The Nūrestānī and Dardic languages are therefore genetically quite distinct, and the similarities between them that can be observed today and that have obscured their origins must be ascribed to various causes: their common Proto-Aryan origin, effects of a common substrate, parallel developments resulting from their geographic proximity, converging phonetic developments, and mutual influences and borrowings. As a result of all these trends, Dameli, for instance, now occupies what may be termed an “intermediate” position between the two groups. The separate nature of the Dardic languages is still clear, however, from their close relationship with other Indo-Aryan languages, especially Punjabi, Lahnda, Sindhi, and the dialects of Western Pahari.

The assumption of a connection between the Dardic languages and the Middle Indian Paiśācī language is based partly on their common geographical location and partly on such phonetic features as the devoicing of postvocalic (occasionally also initial) voiced consonants. This feature is not shared by all Dardic languages, however, and may be a regional, rather than a genetic, phenomenon. A genetic relationship between the two groups is therefore doubtful.

The Dardic languages.

The Dardic language group can be further subdivided according to genetic and structural criteria.

1. The four-way opposition among the stops (dh-d-th-t, etc.) remains in most of the Kōhestānī languages but is reduced through the merger of the voiced aspirated and unaspirated stops (dh and d > d, etc.) to a three-way opposition elsewhere, except perhaps in Kalasha, Phalura, and some of the dialects of Kashmiri. In some of these languages the loss of the voiced aspirated stops gave rise to a tonal opposition, similar to that found in some neighboring Indo-Aryan languages.

2. In Proto-Khowar-Kalasha intervocalic and final *t become *δ, which then became l in Northern Kalasha but r in Southern Kalasha and Khowar. (There is a similar distribution of the change from *t in the Gypsy dialects, to in Syria, to l in Europe.)

3. The augment was retained only in Khowar and Kalasha (e.g., akāren “they did”).

It is possible to distinguish still further subdivisions, for instance, Phalura-Sawi-Shina, and Shumasti-Glangali-Ningalami, but the mutual relationships among the Dardic languages are still unclear at many points, primarily because of insufficient research, so that, for instance, the phonology of several Dardic languages is very scantily known. Furthermore, determination of which similarities should be ascribed to common ancestry and which have been caused by linguistic interaction still remains to be sorted out

History of study of the Dardic languages.

The only Dardic language with a long literary tradition is Kashmiri, which was formerly written in the Śārada and Nagarī alphabets and more recently in the Urdu modification of the Arabic script. Written versions of Khowar, Shina, and Maiyan, also based on the Arabic alphabet, have appeared only recently.

Alhough Dardic languages were occasionally mentioned in travelers’ notes and Christian missionaries actually published parts of the Bible in Kashmiri (in the Nagari alphabet) in the 1820s, the study of Dardic languages actually began in the 1830s, when the first professional linguistic data, in the form of compact vocabularies and glossaries, were published by M. P. Edgeworth, R. Leech, G. T. Vigne, and others. Between the 1860s and 1880s more comprehensive information appeared, along with studies of the folklore and ethnography of the region. The most important works of this period were those by J. Campbell, G. W. Leitner, J. H. Knowles, and K. F. Burkhard. At about the same time such scholars as R. B. Shaw and Wilhelm Tomaschek incorporated material on the Dardic and Nūrestānī languages into their studies of comparative Indo-Iranian linguistics.

- - -

## COMPLETE THE FOLLOWING
1. In the Dardic languages passage, which Dardic language is the only one with a long literary tradition?
2. Can you copy the Dardic languages passage word for word, starting at "History of study" and ending at "appeared only recently."?
Rely only on the Dardic languages passage, not on the items.

- - -

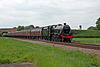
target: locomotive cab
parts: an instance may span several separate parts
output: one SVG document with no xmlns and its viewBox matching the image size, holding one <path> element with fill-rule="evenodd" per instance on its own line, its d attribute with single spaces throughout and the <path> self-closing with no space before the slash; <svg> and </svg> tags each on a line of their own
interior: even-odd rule
<svg viewBox="0 0 100 67">
<path fill-rule="evenodd" d="M 52 40 L 53 41 L 63 41 L 71 42 L 72 34 L 70 32 L 70 26 L 62 24 L 53 25 L 52 27 Z"/>
</svg>

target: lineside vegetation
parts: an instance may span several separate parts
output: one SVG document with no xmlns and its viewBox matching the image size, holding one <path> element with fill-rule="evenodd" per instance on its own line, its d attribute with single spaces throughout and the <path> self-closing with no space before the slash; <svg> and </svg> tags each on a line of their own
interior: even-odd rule
<svg viewBox="0 0 100 67">
<path fill-rule="evenodd" d="M 100 44 L 100 38 L 74 38 L 74 42 Z"/>
<path fill-rule="evenodd" d="M 0 38 L 0 64 L 32 62 L 36 67 L 99 67 L 100 60 L 80 51 Z"/>
</svg>

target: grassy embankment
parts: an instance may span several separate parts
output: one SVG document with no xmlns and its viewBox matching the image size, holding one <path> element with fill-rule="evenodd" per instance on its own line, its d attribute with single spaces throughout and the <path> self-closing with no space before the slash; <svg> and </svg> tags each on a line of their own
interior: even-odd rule
<svg viewBox="0 0 100 67">
<path fill-rule="evenodd" d="M 99 67 L 100 60 L 79 51 L 65 51 L 11 38 L 0 38 L 0 64 L 33 62 L 37 67 Z"/>
<path fill-rule="evenodd" d="M 100 44 L 100 38 L 74 38 L 74 42 Z"/>
<path fill-rule="evenodd" d="M 100 30 L 72 30 L 74 36 L 93 36 L 100 37 Z"/>
<path fill-rule="evenodd" d="M 72 30 L 74 42 L 100 44 L 100 30 Z"/>
</svg>

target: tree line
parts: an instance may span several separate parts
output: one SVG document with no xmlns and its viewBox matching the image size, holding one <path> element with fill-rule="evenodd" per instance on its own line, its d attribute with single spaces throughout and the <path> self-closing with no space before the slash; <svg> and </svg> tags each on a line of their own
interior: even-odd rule
<svg viewBox="0 0 100 67">
<path fill-rule="evenodd" d="M 34 29 L 34 28 L 39 28 L 39 26 L 34 26 L 34 25 L 29 25 L 29 26 L 18 26 L 18 27 L 13 27 L 13 29 L 17 29 L 17 31 L 20 30 L 29 30 L 29 29 Z"/>
<path fill-rule="evenodd" d="M 88 30 L 100 30 L 100 17 L 96 21 L 96 27 L 90 26 Z"/>
</svg>

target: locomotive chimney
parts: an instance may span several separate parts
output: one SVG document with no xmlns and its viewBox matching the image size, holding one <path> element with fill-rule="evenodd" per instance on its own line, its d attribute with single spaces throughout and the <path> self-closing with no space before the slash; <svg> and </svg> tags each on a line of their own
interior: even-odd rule
<svg viewBox="0 0 100 67">
<path fill-rule="evenodd" d="M 66 23 L 64 23 L 64 25 L 66 25 Z"/>
</svg>

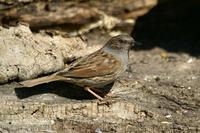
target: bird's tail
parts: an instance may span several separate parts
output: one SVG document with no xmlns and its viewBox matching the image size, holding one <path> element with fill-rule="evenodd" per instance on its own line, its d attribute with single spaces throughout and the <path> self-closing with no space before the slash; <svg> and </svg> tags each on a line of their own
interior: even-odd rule
<svg viewBox="0 0 200 133">
<path fill-rule="evenodd" d="M 37 78 L 37 79 L 22 81 L 22 82 L 19 82 L 19 84 L 23 85 L 24 87 L 33 87 L 36 85 L 49 83 L 49 82 L 53 82 L 53 81 L 59 81 L 59 80 L 64 80 L 64 77 L 50 75 L 50 76 L 45 76 L 45 77 L 41 77 L 41 78 Z"/>
</svg>

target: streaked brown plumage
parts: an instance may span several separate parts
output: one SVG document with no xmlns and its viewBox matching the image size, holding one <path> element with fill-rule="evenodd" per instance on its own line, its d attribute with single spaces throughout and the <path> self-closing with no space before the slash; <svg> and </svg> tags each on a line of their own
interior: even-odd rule
<svg viewBox="0 0 200 133">
<path fill-rule="evenodd" d="M 92 92 L 91 88 L 102 88 L 114 82 L 127 69 L 128 53 L 134 40 L 129 35 L 118 35 L 111 38 L 98 51 L 84 56 L 73 62 L 64 70 L 58 71 L 50 76 L 38 79 L 22 81 L 25 87 L 48 83 L 52 81 L 65 81 Z M 100 96 L 95 95 L 102 100 Z"/>
</svg>

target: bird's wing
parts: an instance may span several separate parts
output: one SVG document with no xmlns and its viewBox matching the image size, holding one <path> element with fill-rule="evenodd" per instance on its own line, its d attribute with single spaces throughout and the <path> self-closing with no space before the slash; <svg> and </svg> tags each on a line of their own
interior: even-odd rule
<svg viewBox="0 0 200 133">
<path fill-rule="evenodd" d="M 68 71 L 60 71 L 59 76 L 85 78 L 114 74 L 120 69 L 121 63 L 114 56 L 97 51 L 73 63 Z"/>
</svg>

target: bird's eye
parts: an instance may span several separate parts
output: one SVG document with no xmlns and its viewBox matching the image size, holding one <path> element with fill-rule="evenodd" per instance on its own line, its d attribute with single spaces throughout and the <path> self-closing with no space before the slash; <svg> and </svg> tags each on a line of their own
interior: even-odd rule
<svg viewBox="0 0 200 133">
<path fill-rule="evenodd" d="M 126 40 L 122 40 L 122 39 L 119 40 L 119 43 L 125 43 L 125 42 Z"/>
</svg>

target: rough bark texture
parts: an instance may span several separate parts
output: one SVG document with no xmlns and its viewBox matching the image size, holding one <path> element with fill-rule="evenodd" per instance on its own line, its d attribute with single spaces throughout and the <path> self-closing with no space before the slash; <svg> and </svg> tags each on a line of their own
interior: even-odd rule
<svg viewBox="0 0 200 133">
<path fill-rule="evenodd" d="M 23 20 L 38 31 L 0 27 L 0 81 L 62 69 L 101 47 L 110 35 L 131 32 L 136 18 L 156 2 L 0 0 L 4 27 Z M 133 34 L 143 45 L 130 51 L 123 78 L 102 90 L 112 94 L 109 105 L 63 82 L 0 85 L 0 132 L 200 132 L 198 5 L 196 0 L 161 0 L 137 21 Z M 68 37 L 78 34 L 82 39 Z"/>
<path fill-rule="evenodd" d="M 131 32 L 136 18 L 156 3 L 157 0 L 2 1 L 0 20 L 3 25 L 13 25 L 18 20 L 27 22 L 34 30 L 57 29 L 61 25 L 70 35 L 114 27 Z"/>
<path fill-rule="evenodd" d="M 24 25 L 0 27 L 0 36 L 0 83 L 63 69 L 64 62 L 82 56 L 86 48 L 80 38 L 33 34 Z"/>
</svg>

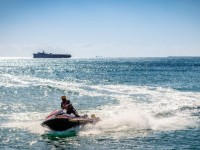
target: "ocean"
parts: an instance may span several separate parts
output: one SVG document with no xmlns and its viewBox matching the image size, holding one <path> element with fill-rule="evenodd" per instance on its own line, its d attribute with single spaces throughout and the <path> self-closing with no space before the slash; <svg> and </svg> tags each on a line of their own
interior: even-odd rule
<svg viewBox="0 0 200 150">
<path fill-rule="evenodd" d="M 42 127 L 62 95 L 101 121 Z M 0 149 L 200 149 L 200 57 L 1 58 Z"/>
</svg>

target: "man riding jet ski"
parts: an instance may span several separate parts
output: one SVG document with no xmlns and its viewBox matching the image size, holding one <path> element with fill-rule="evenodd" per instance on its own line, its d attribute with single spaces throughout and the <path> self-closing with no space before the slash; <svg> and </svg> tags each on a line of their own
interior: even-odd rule
<svg viewBox="0 0 200 150">
<path fill-rule="evenodd" d="M 76 109 L 74 109 L 74 107 L 72 106 L 70 100 L 67 99 L 66 96 L 61 96 L 62 102 L 61 102 L 61 108 L 65 109 L 67 114 L 74 114 L 76 117 L 80 117 L 78 115 L 78 112 L 76 111 Z"/>
<path fill-rule="evenodd" d="M 62 96 L 61 99 L 62 110 L 54 110 L 50 113 L 41 123 L 42 126 L 48 127 L 50 130 L 54 131 L 64 131 L 88 123 L 95 124 L 100 121 L 100 118 L 95 117 L 94 114 L 91 115 L 91 118 L 87 115 L 79 116 L 70 101 L 67 100 L 66 96 Z M 64 110 L 66 110 L 66 113 Z M 74 115 L 71 115 L 71 113 Z"/>
</svg>

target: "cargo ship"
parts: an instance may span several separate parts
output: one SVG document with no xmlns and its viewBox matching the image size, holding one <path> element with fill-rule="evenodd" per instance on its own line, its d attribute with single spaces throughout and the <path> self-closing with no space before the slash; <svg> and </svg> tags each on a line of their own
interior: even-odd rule
<svg viewBox="0 0 200 150">
<path fill-rule="evenodd" d="M 52 54 L 52 53 L 45 53 L 44 51 L 33 53 L 33 58 L 70 58 L 72 57 L 70 54 Z"/>
</svg>

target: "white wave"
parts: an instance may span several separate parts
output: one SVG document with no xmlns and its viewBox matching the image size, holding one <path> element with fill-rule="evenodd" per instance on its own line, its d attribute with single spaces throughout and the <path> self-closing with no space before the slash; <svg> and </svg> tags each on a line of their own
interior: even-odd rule
<svg viewBox="0 0 200 150">
<path fill-rule="evenodd" d="M 200 93 L 179 92 L 169 88 L 126 85 L 93 86 L 118 100 L 94 111 L 102 121 L 88 126 L 82 134 L 136 130 L 180 130 L 198 127 Z M 108 96 L 107 95 L 107 96 Z M 145 99 L 144 99 L 145 97 Z M 191 108 L 191 109 L 182 109 Z"/>
</svg>

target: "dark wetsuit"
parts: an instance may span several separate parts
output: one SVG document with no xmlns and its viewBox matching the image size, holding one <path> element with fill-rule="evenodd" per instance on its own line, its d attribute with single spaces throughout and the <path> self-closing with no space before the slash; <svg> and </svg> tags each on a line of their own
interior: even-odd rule
<svg viewBox="0 0 200 150">
<path fill-rule="evenodd" d="M 68 105 L 68 106 L 67 106 Z M 65 106 L 67 106 L 67 108 L 65 108 Z M 62 101 L 61 102 L 61 108 L 62 109 L 66 109 L 67 110 L 67 114 L 74 114 L 76 117 L 80 117 L 76 111 L 76 109 L 74 109 L 74 107 L 72 106 L 70 100 L 66 100 L 66 101 Z"/>
</svg>

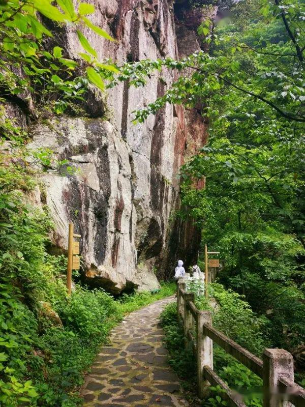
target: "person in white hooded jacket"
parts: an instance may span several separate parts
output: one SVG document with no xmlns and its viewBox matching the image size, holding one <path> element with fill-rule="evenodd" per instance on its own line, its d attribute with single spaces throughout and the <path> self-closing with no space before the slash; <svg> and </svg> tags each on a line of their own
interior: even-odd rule
<svg viewBox="0 0 305 407">
<path fill-rule="evenodd" d="M 178 260 L 178 265 L 175 269 L 175 279 L 178 280 L 181 277 L 183 277 L 186 274 L 186 271 L 183 266 L 182 260 Z"/>
</svg>

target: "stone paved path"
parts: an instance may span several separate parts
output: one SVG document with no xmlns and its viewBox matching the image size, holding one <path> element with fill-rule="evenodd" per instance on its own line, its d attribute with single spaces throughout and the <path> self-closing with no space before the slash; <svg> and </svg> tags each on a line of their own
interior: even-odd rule
<svg viewBox="0 0 305 407">
<path fill-rule="evenodd" d="M 160 312 L 173 297 L 132 312 L 112 332 L 85 381 L 84 406 L 185 407 L 175 373 L 162 345 Z"/>
</svg>

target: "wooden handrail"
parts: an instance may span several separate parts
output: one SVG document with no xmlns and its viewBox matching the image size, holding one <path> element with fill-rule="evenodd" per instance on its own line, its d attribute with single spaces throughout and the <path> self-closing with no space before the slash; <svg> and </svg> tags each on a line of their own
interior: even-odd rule
<svg viewBox="0 0 305 407">
<path fill-rule="evenodd" d="M 288 399 L 295 407 L 304 407 L 305 390 L 302 387 L 283 376 L 279 377 L 279 385 L 281 393 L 287 395 Z"/>
<path fill-rule="evenodd" d="M 190 311 L 191 311 L 191 313 L 194 317 L 194 318 L 196 318 L 197 314 L 198 314 L 199 310 L 196 308 L 196 305 L 193 302 L 193 301 L 189 301 L 188 303 L 188 307 Z"/>
<path fill-rule="evenodd" d="M 210 325 L 204 324 L 203 332 L 218 345 L 224 349 L 227 353 L 242 363 L 253 373 L 262 378 L 263 361 L 261 359 Z"/>
<path fill-rule="evenodd" d="M 246 407 L 241 396 L 235 393 L 213 370 L 213 342 L 263 379 L 264 407 L 280 407 L 282 400 L 289 400 L 294 407 L 305 407 L 305 390 L 294 382 L 293 359 L 284 349 L 265 349 L 263 360 L 228 338 L 211 325 L 211 313 L 200 311 L 195 304 L 194 295 L 187 292 L 184 282 L 178 283 L 177 310 L 184 328 L 186 345 L 191 344 L 196 355 L 199 397 L 206 394 L 210 384 L 219 385 L 225 391 L 222 397 L 231 407 Z M 182 300 L 183 299 L 183 300 Z M 196 323 L 196 336 L 193 334 Z M 274 389 L 274 383 L 276 388 Z M 275 401 L 274 401 L 275 400 Z M 293 407 L 293 406 L 292 406 Z"/>
</svg>

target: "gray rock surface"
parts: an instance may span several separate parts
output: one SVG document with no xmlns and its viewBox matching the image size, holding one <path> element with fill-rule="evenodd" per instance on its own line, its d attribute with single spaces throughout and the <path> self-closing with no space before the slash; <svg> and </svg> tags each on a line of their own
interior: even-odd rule
<svg viewBox="0 0 305 407">
<path fill-rule="evenodd" d="M 172 0 L 91 2 L 96 10 L 93 22 L 117 40 L 85 32 L 101 61 L 178 59 L 176 29 L 181 55 L 199 47 L 196 27 L 184 26 Z M 65 56 L 79 58 L 83 50 L 73 28 L 55 34 Z M 91 89 L 88 117 L 51 117 L 33 131 L 33 148 L 49 148 L 78 168 L 74 175 L 63 171 L 42 179 L 41 200 L 56 226 L 54 244 L 67 249 L 68 225 L 73 221 L 82 236 L 84 278 L 113 293 L 158 287 L 156 274 L 171 273 L 178 256 L 191 261 L 200 240 L 190 223 L 174 216 L 180 207 L 179 167 L 205 142 L 200 111 L 186 113 L 168 105 L 143 124 L 131 123 L 133 110 L 162 95 L 177 78 L 174 72 L 163 72 L 162 80 L 160 76 L 153 75 L 143 88 L 121 83 L 107 100 Z"/>
</svg>

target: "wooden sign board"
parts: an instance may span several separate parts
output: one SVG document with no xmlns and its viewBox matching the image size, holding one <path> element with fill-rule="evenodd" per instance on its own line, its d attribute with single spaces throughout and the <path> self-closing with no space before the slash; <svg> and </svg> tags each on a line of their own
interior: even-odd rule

- - -

## EXERCISE RESULTS
1. Kashmiri

2.
History of study of the Dardic languages.

The only Dardic language with a long literary tradition is Kashmiri, which was formerly written in the Śārada and Nagarī alphabets and more recently in the Urdu modification of the Arabic script. Written versions of Khowar, Shina, and Maiyan, also based on the Arabic alphabet, have appeared only recently.